### Document text
--*--
An excellent introduction to Visual C++

At first I began reviewing this book as I studied it but scrapped that review as being far too lengthy - I had detailed some of the bugs that I had found in both the book's code and the book's website's downloadable code. Yes, there are some bugs and I did have a certain amount of trouble running some of the days code.

Nevertheless, the book does seem to have some merit: It is, for the most part, clearly written and, for an introductory text, the example programs seem very ambitious, and thus interesting and almost useful in their own right, something that is rare in many introductory texts.

The author seems to be a very good C++ programmer and the presentation is very clear and concise - it just seems that the book may have been written and finished in haste, hence the (fairly "minor") errors and bugs that appear. Additionally, the downloadable source code does not always match that of the book making the programming somewhat confusing at times.Additionally, there are some lines that are in the book but commented out in the source code - apparently they had to be for the code to compile correctly.
--*--
### Records supplied
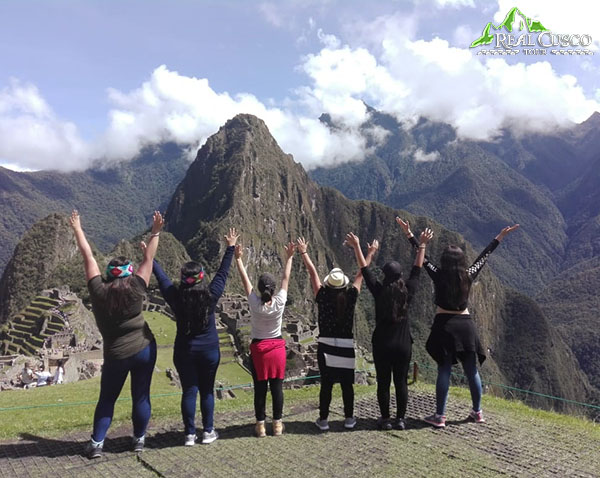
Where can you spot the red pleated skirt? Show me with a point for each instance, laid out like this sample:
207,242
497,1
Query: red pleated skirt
268,358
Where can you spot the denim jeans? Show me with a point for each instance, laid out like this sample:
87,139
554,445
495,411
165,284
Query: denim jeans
197,372
469,363
114,374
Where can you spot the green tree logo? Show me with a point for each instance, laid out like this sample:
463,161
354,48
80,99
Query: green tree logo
513,16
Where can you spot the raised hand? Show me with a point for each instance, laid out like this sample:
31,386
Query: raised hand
157,222
373,247
352,240
405,225
506,230
290,248
75,220
238,251
425,236
302,245
231,237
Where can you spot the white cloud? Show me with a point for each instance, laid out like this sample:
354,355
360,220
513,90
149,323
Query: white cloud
463,35
410,78
32,137
454,3
423,157
172,107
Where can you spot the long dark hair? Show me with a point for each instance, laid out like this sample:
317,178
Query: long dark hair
266,287
337,299
394,297
121,291
195,301
454,276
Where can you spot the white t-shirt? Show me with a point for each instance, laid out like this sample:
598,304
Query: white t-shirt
265,319
43,378
27,376
58,375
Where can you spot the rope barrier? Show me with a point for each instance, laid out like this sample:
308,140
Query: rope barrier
295,379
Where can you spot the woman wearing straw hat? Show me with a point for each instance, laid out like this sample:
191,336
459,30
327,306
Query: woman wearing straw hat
267,349
336,299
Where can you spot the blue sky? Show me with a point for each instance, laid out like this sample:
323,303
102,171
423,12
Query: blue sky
82,80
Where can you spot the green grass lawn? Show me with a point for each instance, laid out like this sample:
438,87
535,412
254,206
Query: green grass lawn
57,410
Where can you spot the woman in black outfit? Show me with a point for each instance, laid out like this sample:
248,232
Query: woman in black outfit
392,341
453,334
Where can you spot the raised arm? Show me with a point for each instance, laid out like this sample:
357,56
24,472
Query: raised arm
425,237
239,262
145,268
371,250
483,257
167,288
89,263
287,270
302,247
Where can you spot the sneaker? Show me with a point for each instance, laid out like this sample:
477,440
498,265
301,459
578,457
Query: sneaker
93,449
438,421
137,444
477,417
400,424
322,424
259,429
278,428
349,423
209,437
384,423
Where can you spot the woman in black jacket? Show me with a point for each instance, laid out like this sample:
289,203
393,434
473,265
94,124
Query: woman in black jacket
453,334
392,341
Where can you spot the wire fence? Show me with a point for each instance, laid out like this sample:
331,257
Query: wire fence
416,367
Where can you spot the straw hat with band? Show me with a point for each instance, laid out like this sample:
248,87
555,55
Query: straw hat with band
336,279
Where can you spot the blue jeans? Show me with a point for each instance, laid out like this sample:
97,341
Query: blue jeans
197,371
469,363
114,374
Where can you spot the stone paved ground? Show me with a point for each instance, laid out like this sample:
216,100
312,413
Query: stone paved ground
503,446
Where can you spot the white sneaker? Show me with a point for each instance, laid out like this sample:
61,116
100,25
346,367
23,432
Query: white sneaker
349,423
209,437
323,425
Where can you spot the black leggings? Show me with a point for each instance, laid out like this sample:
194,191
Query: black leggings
387,365
260,396
325,397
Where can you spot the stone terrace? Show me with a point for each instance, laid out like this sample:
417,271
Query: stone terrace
504,446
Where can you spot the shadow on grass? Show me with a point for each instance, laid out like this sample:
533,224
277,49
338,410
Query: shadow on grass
36,446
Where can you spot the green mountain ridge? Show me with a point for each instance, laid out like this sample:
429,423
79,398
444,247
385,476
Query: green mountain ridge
242,178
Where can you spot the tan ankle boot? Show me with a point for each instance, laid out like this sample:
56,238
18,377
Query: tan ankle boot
278,428
259,429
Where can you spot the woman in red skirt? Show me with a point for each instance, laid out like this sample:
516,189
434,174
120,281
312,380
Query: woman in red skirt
268,346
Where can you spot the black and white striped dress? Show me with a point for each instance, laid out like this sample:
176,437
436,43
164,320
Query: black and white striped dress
335,351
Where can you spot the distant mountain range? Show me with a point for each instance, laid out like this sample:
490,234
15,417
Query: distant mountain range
242,178
549,183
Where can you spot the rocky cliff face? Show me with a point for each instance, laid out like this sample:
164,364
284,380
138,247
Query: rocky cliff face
242,178
44,248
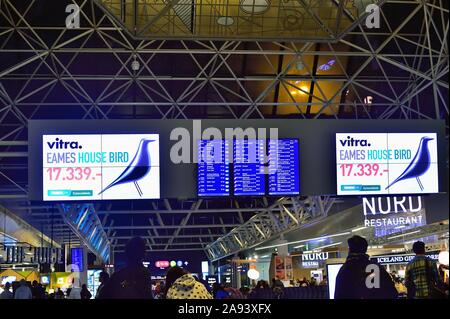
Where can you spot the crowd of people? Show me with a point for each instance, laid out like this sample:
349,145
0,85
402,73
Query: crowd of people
358,278
362,278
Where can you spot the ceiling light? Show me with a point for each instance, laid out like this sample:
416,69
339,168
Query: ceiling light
254,6
303,240
358,229
225,21
330,245
303,90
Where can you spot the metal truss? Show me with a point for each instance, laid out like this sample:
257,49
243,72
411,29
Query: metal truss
316,20
100,71
284,215
84,222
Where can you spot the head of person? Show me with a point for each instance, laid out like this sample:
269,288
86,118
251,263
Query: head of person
419,248
357,245
103,277
135,251
172,275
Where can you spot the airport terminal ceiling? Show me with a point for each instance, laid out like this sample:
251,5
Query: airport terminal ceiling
105,71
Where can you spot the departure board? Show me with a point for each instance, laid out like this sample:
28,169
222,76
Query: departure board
213,168
284,176
248,164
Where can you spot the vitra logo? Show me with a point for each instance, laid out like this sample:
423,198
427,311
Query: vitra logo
350,141
60,144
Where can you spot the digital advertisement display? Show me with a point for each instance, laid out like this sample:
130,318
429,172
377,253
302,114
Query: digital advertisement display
213,168
248,164
386,163
102,166
284,176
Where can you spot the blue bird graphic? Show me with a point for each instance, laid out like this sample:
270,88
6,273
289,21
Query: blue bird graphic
419,164
136,170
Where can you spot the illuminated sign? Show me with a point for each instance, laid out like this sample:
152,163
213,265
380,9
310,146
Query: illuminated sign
386,163
389,215
162,264
96,167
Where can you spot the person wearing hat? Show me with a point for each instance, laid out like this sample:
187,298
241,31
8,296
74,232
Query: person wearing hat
356,280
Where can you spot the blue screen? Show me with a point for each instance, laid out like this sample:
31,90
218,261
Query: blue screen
284,167
248,161
213,168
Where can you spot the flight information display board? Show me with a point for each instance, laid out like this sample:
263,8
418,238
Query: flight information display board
100,166
284,178
213,168
248,167
386,163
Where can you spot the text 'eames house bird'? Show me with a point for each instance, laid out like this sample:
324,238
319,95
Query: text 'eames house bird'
136,170
419,164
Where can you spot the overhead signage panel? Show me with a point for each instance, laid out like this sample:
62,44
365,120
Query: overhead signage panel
386,163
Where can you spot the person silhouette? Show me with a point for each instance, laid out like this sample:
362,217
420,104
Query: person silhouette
133,281
137,169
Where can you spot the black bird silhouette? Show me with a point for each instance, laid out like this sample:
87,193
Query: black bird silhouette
136,170
419,164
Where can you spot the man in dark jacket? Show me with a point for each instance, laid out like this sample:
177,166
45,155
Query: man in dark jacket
132,282
356,280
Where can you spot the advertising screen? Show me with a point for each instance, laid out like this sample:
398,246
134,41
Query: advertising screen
386,163
284,178
248,164
97,167
77,257
213,168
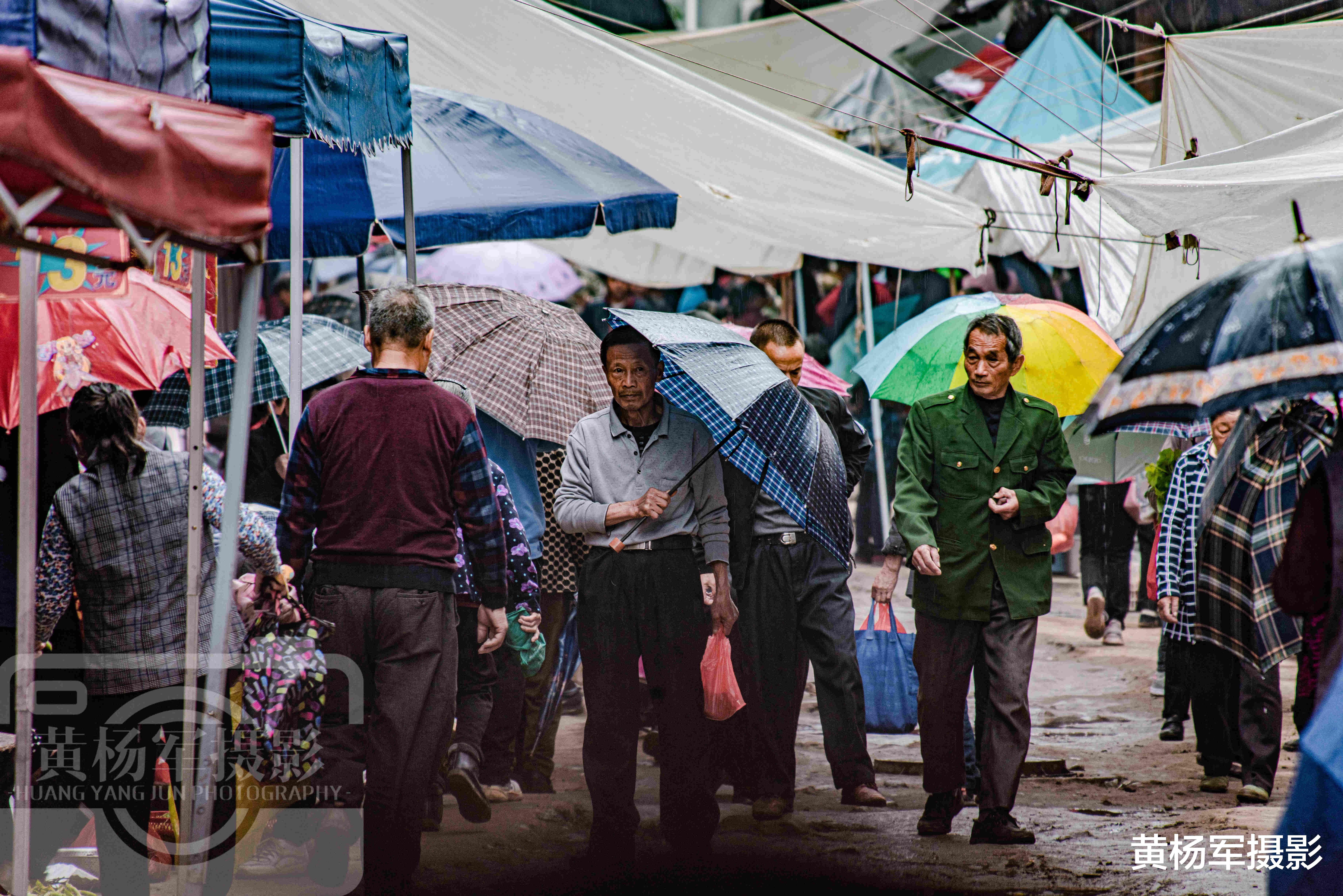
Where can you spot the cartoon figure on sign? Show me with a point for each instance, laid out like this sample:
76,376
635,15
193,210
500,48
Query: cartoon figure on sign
69,365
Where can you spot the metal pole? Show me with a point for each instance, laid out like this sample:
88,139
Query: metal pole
26,633
865,300
409,199
236,472
195,518
296,288
801,303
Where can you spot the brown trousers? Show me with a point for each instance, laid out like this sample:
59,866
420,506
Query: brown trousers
405,644
1000,653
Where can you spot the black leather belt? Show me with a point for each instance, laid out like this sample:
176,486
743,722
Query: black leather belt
784,538
669,543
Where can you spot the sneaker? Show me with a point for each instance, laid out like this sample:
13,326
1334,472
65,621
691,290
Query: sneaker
939,812
330,863
998,827
1252,794
276,858
464,784
1095,623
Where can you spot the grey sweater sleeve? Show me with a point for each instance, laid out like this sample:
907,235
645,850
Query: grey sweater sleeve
574,508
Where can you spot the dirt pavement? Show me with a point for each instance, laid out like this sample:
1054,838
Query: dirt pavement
1090,707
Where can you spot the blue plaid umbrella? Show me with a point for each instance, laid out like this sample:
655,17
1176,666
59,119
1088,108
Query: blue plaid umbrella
762,424
330,349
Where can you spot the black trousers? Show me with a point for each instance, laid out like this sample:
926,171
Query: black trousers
797,608
1107,532
405,644
1238,715
645,604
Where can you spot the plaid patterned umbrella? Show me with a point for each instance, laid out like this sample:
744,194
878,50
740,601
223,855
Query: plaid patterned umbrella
781,441
532,366
330,349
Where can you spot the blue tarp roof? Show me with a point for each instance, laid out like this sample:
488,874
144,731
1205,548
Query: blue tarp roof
347,86
484,171
1058,88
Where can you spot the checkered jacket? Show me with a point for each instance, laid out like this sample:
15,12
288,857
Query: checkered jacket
1177,547
130,558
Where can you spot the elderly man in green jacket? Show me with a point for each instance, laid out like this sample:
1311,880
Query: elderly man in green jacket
982,469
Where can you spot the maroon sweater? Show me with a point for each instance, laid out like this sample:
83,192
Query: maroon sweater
382,465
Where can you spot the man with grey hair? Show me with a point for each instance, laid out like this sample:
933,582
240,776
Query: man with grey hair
381,467
981,469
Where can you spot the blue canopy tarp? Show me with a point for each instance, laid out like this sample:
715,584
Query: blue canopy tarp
155,46
484,171
1060,86
346,86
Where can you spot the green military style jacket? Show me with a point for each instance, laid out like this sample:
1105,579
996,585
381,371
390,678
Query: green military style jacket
949,467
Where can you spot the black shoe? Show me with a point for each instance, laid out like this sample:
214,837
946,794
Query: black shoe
998,827
465,784
938,813
1173,730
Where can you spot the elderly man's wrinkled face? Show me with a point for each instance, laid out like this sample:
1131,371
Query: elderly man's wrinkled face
632,374
988,367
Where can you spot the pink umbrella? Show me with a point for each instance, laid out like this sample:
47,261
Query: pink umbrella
813,374
518,267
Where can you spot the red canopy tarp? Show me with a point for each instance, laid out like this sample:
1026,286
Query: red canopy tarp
195,170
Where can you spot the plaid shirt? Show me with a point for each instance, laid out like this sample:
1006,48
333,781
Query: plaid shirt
1177,550
473,492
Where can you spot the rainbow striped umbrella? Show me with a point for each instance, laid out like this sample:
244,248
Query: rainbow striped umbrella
1068,355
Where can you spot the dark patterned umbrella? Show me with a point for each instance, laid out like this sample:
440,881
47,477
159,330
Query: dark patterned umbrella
330,349
1272,328
763,425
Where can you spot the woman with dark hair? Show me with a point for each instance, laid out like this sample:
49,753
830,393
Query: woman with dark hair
118,537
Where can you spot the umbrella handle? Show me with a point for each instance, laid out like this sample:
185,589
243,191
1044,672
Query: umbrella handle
618,543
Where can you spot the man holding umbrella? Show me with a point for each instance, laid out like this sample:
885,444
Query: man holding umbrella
796,606
644,598
981,469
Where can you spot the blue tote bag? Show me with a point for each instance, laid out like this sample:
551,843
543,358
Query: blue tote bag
890,682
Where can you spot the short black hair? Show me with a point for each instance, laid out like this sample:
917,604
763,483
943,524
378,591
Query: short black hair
777,331
626,335
997,326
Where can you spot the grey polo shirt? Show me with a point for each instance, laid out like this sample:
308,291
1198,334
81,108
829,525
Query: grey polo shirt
604,467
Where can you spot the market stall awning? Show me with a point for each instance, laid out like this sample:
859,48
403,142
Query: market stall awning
156,46
753,182
80,151
484,171
346,86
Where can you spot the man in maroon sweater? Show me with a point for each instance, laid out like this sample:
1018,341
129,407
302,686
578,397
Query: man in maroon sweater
379,468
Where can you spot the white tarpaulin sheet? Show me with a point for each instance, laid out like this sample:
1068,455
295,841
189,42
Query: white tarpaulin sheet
754,183
1240,199
793,56
1225,89
1029,220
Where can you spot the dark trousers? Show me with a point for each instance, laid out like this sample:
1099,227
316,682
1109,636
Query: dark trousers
476,678
118,778
645,604
1235,702
1107,532
405,644
1180,678
797,608
1000,653
555,613
506,721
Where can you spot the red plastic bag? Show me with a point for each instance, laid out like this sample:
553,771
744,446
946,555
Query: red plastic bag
722,695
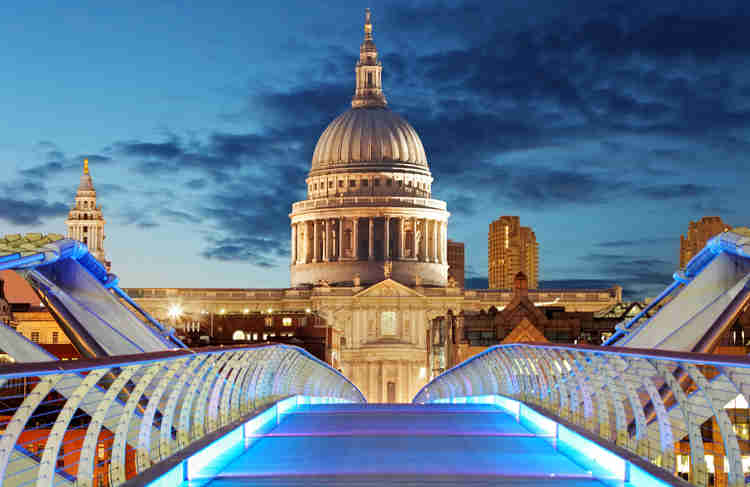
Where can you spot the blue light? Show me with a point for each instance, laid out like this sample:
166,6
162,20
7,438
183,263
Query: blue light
210,460
640,477
603,463
169,479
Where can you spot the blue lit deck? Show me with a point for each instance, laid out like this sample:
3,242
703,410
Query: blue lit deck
402,445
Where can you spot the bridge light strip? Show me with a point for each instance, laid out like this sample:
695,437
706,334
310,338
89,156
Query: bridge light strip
601,463
210,460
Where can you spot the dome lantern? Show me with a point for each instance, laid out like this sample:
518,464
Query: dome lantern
369,90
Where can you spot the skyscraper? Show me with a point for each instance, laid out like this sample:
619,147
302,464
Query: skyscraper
85,222
698,235
456,262
511,249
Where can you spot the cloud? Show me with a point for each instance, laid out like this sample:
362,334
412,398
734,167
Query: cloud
635,243
640,277
675,191
29,212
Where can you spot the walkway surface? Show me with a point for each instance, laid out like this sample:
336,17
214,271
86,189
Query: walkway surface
386,444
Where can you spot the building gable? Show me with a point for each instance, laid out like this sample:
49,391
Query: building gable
525,332
388,288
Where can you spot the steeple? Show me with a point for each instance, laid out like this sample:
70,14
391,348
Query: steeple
369,88
85,222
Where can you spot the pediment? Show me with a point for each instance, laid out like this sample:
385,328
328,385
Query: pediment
388,288
525,332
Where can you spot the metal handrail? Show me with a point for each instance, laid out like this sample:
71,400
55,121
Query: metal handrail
656,404
99,422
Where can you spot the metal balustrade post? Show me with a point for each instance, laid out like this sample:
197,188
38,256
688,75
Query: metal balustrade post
117,465
202,412
698,471
185,430
46,474
85,474
231,385
211,388
597,420
666,437
167,445
144,456
21,416
728,436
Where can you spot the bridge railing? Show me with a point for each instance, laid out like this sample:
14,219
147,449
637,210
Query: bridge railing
686,413
100,422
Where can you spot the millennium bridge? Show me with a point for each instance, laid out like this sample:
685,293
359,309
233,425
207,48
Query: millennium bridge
651,408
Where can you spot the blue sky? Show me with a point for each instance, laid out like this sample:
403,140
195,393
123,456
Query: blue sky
607,126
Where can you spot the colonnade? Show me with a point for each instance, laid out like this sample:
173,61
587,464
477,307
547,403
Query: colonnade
341,239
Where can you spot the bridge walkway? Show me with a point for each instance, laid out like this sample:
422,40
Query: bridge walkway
404,444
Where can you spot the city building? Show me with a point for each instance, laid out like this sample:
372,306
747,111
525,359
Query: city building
698,234
511,249
456,263
85,222
368,251
457,337
369,262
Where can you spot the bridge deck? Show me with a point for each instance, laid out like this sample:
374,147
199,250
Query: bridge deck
402,445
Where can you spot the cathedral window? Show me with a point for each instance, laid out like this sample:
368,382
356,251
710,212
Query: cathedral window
388,323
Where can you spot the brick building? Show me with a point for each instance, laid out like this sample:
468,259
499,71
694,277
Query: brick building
511,249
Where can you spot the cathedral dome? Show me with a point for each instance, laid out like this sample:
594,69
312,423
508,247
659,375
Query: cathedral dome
369,138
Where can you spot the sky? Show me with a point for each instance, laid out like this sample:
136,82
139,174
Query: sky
605,125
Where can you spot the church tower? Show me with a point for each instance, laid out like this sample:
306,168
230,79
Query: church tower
85,222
--*--
### Challenge 1
Count the lines in the records that contain the string "tarpaulin", treating uppercase and lowercase as different. Give only the number.
### Challenge 2
Continue the Visual C++ book review from the point where it stops.

### Output 1
2

### Output 2
A better introductory book on MFC is Herb Schildt's MFC Programming From the Ground Up, 2nd edition,also written for Visual C++ version 6. Schildt's book is bug free and as an introductory text it does not use the Visual C++ AppWizard and
Document/View architecture until the final chapters, thus truly teaching MFC fundamentals without the confusion inherent in the AppWizard and Document/View code.